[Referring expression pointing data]
────────────────
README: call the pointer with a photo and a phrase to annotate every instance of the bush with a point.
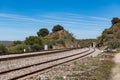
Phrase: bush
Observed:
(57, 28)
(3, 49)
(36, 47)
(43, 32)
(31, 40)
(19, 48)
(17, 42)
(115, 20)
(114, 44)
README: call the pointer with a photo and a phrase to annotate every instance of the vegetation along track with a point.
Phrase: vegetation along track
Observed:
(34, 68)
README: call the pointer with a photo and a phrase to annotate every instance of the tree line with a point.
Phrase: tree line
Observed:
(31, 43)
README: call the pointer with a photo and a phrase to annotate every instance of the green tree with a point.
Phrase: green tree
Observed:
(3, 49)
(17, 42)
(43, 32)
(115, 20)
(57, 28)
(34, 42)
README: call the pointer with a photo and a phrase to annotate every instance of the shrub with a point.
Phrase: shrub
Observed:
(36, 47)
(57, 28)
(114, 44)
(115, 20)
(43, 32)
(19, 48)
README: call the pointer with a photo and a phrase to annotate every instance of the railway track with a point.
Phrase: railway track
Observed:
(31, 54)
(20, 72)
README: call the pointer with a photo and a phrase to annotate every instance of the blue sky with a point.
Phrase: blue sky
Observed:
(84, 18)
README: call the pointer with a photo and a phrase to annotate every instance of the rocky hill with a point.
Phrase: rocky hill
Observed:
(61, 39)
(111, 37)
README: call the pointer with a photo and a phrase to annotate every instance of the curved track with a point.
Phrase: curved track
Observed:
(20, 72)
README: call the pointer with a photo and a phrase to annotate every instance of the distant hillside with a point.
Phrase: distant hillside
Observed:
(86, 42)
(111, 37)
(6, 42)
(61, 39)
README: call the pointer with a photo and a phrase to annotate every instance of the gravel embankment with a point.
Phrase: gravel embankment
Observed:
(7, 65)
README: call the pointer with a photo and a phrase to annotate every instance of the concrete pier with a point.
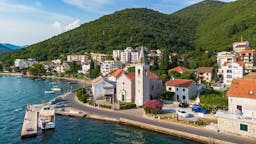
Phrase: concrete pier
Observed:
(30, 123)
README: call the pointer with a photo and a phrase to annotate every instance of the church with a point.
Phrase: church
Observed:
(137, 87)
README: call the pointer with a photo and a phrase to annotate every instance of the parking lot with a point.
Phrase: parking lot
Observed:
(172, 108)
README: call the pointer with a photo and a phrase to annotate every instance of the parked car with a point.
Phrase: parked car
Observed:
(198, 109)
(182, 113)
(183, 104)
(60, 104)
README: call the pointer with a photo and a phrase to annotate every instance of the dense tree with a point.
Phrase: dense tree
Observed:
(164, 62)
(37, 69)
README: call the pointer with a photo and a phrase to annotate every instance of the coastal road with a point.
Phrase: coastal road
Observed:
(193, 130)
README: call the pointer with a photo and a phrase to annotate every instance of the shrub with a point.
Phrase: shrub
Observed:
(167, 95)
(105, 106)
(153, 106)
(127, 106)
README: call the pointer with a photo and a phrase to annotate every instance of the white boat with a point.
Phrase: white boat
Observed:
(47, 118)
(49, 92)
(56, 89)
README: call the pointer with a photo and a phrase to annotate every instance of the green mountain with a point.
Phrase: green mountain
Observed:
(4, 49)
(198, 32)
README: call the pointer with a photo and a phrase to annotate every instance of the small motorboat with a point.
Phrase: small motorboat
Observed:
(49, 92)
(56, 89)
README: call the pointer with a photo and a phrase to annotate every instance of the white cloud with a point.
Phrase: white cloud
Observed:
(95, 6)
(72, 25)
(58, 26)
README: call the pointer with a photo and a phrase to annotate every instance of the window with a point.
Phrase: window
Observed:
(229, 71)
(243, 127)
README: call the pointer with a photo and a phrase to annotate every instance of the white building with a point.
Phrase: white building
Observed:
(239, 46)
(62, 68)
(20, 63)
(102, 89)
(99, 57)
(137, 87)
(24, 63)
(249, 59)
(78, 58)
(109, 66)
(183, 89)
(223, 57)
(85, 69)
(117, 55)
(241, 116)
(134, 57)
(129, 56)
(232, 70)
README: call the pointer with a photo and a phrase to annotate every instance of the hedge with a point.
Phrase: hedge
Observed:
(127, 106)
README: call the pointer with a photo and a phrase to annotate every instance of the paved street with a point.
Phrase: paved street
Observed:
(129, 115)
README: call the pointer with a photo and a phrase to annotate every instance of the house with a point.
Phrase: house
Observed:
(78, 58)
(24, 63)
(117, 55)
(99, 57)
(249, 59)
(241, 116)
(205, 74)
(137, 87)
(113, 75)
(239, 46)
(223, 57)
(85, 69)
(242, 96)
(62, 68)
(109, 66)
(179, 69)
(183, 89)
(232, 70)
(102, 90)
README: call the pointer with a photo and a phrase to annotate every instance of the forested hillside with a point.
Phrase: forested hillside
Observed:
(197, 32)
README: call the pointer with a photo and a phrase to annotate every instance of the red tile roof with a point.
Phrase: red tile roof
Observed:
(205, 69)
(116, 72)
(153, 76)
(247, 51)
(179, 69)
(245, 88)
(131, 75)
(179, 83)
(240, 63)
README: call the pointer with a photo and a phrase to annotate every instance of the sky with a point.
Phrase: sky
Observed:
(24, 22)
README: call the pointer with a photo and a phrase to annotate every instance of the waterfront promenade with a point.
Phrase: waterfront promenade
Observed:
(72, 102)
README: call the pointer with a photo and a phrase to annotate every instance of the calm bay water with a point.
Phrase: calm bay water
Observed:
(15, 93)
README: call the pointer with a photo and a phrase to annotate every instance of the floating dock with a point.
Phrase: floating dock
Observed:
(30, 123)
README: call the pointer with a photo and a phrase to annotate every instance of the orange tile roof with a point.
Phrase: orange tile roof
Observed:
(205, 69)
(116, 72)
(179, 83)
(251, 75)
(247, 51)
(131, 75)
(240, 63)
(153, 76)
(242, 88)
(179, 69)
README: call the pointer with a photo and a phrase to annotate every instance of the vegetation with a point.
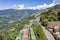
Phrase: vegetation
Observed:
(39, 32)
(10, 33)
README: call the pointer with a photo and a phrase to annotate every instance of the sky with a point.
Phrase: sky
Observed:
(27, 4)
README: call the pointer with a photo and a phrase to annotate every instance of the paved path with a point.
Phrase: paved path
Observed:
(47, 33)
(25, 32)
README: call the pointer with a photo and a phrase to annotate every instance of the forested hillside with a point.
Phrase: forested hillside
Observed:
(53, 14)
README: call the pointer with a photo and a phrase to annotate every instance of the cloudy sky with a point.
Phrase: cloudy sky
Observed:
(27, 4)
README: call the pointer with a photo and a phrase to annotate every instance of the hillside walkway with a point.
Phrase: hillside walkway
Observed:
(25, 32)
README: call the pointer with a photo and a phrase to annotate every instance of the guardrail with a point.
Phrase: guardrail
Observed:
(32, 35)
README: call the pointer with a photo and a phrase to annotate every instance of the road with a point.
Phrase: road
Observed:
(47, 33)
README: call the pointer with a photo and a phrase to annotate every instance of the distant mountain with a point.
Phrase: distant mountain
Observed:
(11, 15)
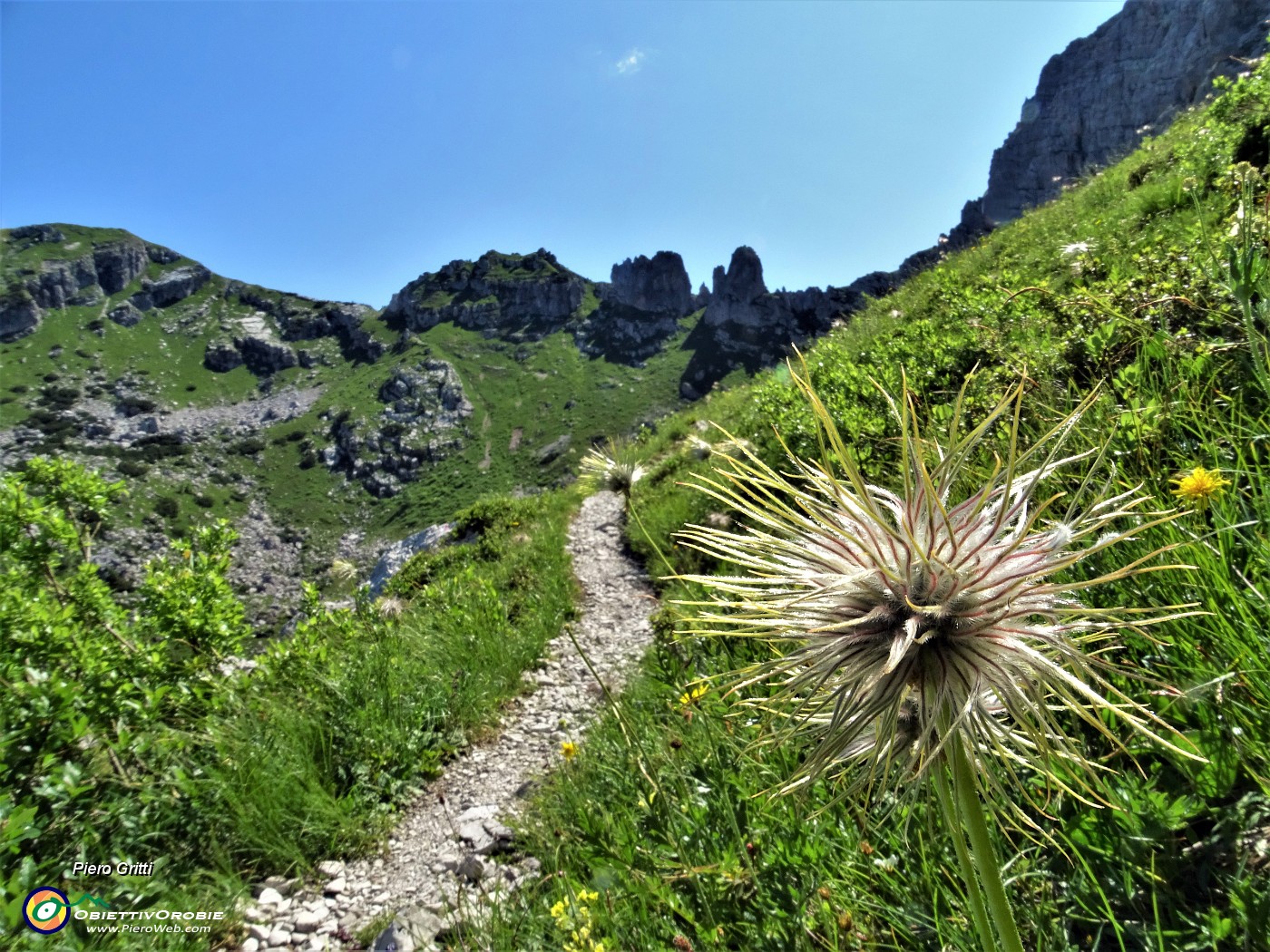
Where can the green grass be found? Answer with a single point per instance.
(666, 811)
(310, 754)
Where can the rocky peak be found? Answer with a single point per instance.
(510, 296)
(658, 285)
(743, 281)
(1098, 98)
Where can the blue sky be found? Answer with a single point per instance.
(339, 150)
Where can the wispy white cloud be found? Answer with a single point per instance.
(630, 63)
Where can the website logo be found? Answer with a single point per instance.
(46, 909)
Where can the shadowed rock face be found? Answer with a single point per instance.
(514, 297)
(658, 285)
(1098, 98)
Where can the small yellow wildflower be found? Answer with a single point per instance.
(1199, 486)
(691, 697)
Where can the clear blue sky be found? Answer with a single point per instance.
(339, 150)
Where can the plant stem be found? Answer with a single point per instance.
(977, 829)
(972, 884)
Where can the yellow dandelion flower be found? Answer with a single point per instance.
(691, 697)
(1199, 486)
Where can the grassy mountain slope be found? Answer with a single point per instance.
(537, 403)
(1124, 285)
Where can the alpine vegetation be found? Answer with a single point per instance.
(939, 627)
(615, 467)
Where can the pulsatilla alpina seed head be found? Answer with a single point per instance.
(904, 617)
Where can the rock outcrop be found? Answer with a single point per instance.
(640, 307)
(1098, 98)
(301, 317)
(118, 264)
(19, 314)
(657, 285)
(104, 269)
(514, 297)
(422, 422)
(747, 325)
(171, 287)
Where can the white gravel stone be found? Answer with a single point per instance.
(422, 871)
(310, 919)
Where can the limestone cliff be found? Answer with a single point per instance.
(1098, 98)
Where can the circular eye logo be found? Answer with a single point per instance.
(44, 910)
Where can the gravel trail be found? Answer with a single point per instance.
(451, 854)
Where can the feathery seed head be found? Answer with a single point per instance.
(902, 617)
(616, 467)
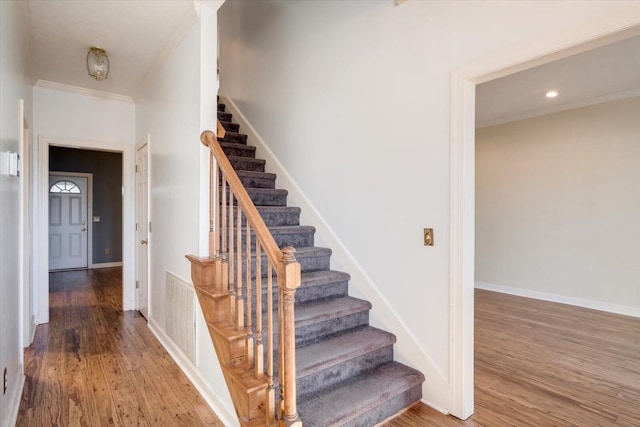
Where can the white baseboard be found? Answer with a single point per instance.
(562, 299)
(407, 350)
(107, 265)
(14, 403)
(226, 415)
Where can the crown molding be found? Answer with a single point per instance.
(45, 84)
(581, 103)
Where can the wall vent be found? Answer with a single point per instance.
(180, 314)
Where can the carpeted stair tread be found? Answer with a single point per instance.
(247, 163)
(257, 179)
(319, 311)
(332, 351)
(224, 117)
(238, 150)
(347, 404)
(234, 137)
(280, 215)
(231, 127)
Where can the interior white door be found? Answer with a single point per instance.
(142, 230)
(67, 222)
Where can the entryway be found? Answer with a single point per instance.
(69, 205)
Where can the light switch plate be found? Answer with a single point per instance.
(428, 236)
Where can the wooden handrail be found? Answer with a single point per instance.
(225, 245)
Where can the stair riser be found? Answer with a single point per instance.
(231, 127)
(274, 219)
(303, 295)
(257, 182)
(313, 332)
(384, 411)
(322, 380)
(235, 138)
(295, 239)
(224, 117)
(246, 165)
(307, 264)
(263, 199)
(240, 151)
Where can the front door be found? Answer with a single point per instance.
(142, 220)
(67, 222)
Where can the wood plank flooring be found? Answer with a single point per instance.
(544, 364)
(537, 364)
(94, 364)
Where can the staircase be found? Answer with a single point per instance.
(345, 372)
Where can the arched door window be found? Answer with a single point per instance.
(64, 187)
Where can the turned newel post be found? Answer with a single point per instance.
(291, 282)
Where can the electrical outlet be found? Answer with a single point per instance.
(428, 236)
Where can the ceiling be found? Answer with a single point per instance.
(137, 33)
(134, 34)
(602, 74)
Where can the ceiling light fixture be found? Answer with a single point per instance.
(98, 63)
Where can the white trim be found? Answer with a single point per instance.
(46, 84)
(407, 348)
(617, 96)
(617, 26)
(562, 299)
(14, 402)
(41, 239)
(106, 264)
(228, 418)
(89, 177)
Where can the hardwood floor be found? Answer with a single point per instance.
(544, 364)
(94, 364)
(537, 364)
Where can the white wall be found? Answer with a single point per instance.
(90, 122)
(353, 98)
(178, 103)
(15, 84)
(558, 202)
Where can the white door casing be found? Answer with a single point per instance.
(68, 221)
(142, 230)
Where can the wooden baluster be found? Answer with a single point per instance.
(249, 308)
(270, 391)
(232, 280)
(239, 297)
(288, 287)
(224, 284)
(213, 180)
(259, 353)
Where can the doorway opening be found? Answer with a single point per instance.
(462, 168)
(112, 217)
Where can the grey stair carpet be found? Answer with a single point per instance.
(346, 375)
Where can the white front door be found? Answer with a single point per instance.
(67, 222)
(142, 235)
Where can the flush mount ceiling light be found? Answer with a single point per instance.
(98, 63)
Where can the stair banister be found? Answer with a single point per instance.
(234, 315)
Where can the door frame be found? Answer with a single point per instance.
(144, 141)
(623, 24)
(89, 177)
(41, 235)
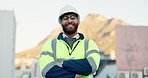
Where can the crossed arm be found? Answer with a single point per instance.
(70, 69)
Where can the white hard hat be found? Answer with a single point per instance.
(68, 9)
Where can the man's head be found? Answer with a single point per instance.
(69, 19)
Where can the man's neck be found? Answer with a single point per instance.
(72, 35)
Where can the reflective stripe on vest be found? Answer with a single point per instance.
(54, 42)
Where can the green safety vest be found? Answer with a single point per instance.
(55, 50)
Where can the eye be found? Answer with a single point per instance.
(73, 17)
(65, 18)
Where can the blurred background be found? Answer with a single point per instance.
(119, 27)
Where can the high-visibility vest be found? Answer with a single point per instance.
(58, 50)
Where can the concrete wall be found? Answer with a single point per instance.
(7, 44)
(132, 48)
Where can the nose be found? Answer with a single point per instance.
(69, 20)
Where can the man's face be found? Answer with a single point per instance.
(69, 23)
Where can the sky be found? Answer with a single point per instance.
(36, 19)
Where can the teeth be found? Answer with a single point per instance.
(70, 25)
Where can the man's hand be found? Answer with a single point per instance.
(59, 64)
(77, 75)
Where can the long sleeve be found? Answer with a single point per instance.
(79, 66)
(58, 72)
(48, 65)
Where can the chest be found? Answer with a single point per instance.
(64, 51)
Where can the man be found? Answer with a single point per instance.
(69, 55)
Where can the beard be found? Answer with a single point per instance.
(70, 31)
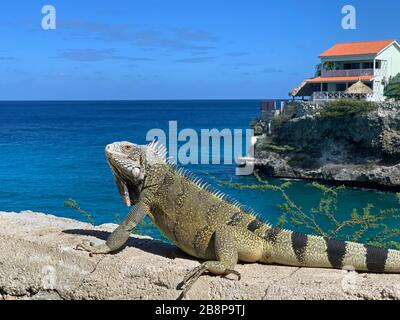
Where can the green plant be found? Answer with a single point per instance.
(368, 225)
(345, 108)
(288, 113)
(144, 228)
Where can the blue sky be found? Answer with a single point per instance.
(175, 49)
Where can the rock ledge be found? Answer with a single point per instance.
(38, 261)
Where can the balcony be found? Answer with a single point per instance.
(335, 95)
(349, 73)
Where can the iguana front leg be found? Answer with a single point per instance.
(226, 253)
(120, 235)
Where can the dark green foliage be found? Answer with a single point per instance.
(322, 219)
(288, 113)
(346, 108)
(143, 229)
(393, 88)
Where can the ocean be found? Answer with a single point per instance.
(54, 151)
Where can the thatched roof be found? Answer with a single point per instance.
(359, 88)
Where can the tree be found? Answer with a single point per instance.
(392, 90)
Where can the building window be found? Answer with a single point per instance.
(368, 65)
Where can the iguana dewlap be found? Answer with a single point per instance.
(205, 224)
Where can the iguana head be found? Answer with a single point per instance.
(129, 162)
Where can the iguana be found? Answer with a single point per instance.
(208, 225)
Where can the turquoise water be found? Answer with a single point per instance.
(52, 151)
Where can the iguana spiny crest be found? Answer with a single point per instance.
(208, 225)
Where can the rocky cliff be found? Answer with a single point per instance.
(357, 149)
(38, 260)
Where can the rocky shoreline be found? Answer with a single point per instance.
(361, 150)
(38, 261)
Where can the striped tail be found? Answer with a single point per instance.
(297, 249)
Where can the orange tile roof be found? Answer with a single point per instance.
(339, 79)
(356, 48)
────────────────
Problem:
Out of the records above, pull each line containing the word "guardrail".

Reply:
README: call the pointer with a photo and a phrase to annotate every instance of the guardrail with a point.
Phrase: guardrail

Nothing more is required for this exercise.